**Task prompt:** Gather each line of the material below that contains the string "staircase". Case counts.

[Point labeling examples]
========
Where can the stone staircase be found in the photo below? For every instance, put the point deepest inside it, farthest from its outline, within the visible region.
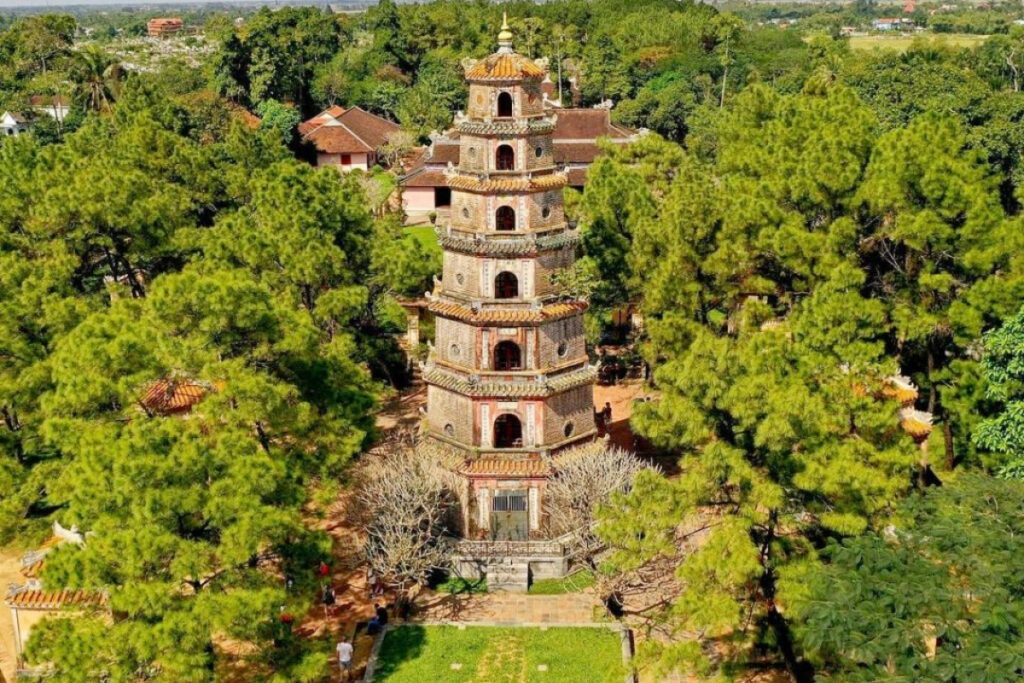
(508, 575)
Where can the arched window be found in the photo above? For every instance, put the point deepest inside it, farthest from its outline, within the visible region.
(504, 104)
(505, 218)
(505, 158)
(507, 356)
(508, 432)
(506, 286)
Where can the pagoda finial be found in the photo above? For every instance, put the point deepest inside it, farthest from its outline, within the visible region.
(505, 37)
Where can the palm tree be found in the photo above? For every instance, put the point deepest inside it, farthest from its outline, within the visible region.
(97, 78)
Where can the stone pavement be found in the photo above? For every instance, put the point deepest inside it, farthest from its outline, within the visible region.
(512, 608)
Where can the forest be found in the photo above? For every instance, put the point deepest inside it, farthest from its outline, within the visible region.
(802, 223)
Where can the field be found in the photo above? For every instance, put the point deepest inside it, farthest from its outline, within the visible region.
(901, 43)
(485, 654)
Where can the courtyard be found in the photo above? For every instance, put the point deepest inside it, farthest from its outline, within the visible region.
(413, 653)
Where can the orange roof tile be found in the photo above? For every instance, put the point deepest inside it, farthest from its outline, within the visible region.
(169, 396)
(507, 183)
(552, 311)
(504, 67)
(501, 467)
(900, 388)
(915, 423)
(29, 598)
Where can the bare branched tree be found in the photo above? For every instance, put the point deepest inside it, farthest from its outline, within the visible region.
(585, 478)
(408, 501)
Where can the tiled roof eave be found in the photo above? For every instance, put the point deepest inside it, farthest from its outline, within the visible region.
(555, 385)
(513, 127)
(507, 317)
(42, 600)
(503, 184)
(522, 247)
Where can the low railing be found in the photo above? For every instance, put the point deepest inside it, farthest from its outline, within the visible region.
(497, 549)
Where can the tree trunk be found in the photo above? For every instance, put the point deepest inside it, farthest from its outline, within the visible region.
(802, 672)
(725, 79)
(947, 436)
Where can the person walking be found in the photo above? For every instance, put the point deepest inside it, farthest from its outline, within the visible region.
(345, 658)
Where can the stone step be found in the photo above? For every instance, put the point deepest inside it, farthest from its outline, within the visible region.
(510, 577)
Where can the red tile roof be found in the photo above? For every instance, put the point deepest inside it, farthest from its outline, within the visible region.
(501, 183)
(508, 315)
(353, 131)
(337, 139)
(504, 67)
(587, 124)
(426, 177)
(169, 396)
(25, 597)
(330, 114)
(577, 153)
(47, 100)
(502, 467)
(578, 177)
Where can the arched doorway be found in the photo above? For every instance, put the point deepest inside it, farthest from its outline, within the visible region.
(505, 218)
(507, 356)
(505, 158)
(505, 104)
(508, 431)
(506, 286)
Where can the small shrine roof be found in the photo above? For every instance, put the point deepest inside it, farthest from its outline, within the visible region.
(168, 396)
(915, 423)
(900, 388)
(504, 67)
(26, 597)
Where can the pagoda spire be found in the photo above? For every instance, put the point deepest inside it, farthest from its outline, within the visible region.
(505, 37)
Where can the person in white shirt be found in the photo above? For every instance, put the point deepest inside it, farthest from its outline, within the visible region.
(345, 657)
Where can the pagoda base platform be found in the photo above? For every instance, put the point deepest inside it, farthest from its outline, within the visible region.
(510, 565)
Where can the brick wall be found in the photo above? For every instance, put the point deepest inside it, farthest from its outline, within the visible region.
(468, 267)
(576, 406)
(452, 334)
(553, 202)
(553, 334)
(445, 408)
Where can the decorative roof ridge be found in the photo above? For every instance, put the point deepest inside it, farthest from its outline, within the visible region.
(537, 313)
(542, 385)
(524, 244)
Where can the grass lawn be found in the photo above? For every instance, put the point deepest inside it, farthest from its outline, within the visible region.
(485, 654)
(573, 584)
(901, 43)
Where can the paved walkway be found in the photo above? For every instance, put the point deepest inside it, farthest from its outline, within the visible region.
(512, 608)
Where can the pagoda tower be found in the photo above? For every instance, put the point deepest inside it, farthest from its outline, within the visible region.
(508, 380)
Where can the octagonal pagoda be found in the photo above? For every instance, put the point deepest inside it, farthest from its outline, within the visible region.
(508, 380)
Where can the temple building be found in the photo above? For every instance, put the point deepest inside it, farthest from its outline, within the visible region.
(509, 385)
(573, 142)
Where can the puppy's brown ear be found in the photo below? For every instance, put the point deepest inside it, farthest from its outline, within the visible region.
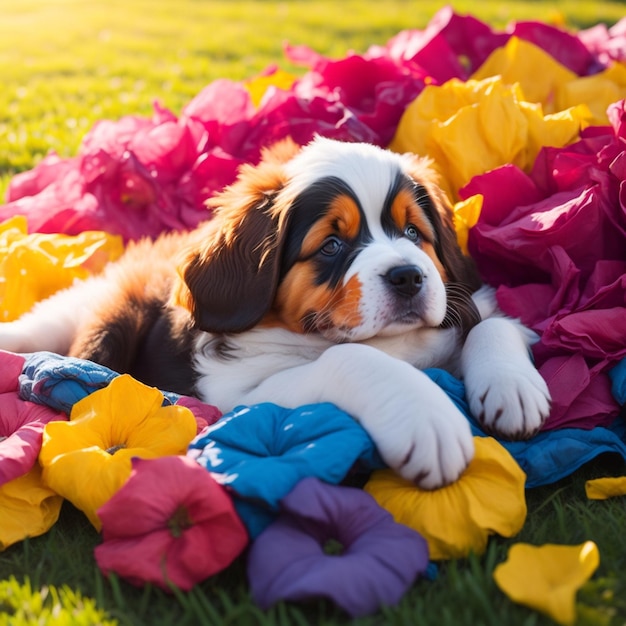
(230, 275)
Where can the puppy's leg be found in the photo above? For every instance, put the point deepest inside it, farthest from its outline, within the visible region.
(52, 323)
(417, 429)
(504, 390)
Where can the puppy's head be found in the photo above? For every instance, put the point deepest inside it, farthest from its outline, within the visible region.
(346, 240)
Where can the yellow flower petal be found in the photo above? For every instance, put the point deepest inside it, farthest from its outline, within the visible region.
(89, 458)
(517, 62)
(597, 92)
(258, 86)
(34, 266)
(28, 508)
(458, 519)
(547, 577)
(468, 128)
(466, 214)
(603, 488)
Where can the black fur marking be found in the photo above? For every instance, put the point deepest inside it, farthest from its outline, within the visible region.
(390, 228)
(308, 208)
(163, 357)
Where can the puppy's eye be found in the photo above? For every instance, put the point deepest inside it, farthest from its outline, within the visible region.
(331, 246)
(412, 233)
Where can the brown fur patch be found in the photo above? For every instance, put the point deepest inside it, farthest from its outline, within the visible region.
(342, 219)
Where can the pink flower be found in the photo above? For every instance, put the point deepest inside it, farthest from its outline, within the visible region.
(552, 242)
(171, 523)
(21, 422)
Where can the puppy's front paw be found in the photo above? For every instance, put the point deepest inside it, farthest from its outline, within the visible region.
(510, 400)
(430, 445)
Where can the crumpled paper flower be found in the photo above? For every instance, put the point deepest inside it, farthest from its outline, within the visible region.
(458, 519)
(378, 561)
(603, 488)
(21, 422)
(29, 508)
(471, 127)
(261, 452)
(140, 176)
(552, 242)
(546, 578)
(87, 459)
(170, 523)
(34, 266)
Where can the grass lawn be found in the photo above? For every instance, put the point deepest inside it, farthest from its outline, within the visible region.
(67, 63)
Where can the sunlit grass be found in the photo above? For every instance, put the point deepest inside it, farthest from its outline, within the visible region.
(67, 63)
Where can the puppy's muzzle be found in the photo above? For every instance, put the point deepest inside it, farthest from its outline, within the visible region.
(405, 280)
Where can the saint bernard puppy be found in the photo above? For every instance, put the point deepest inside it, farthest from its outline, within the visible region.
(328, 274)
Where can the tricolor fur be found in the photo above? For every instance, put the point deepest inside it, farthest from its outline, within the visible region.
(329, 273)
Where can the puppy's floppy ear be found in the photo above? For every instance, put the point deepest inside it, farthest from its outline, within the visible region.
(230, 275)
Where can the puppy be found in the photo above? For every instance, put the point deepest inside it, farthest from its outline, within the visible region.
(328, 274)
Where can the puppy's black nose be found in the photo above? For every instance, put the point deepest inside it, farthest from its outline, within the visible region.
(406, 279)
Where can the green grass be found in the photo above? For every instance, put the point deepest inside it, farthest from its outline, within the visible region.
(64, 65)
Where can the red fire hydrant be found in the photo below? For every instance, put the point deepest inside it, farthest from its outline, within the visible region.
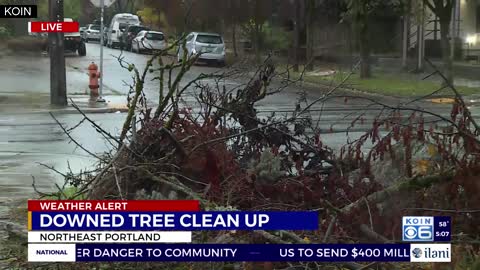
========
**Worked solution:**
Where can the stone staircase be found in the photo below? For every instance, put the point deepest inside it, farthest from its outline, within the visible region.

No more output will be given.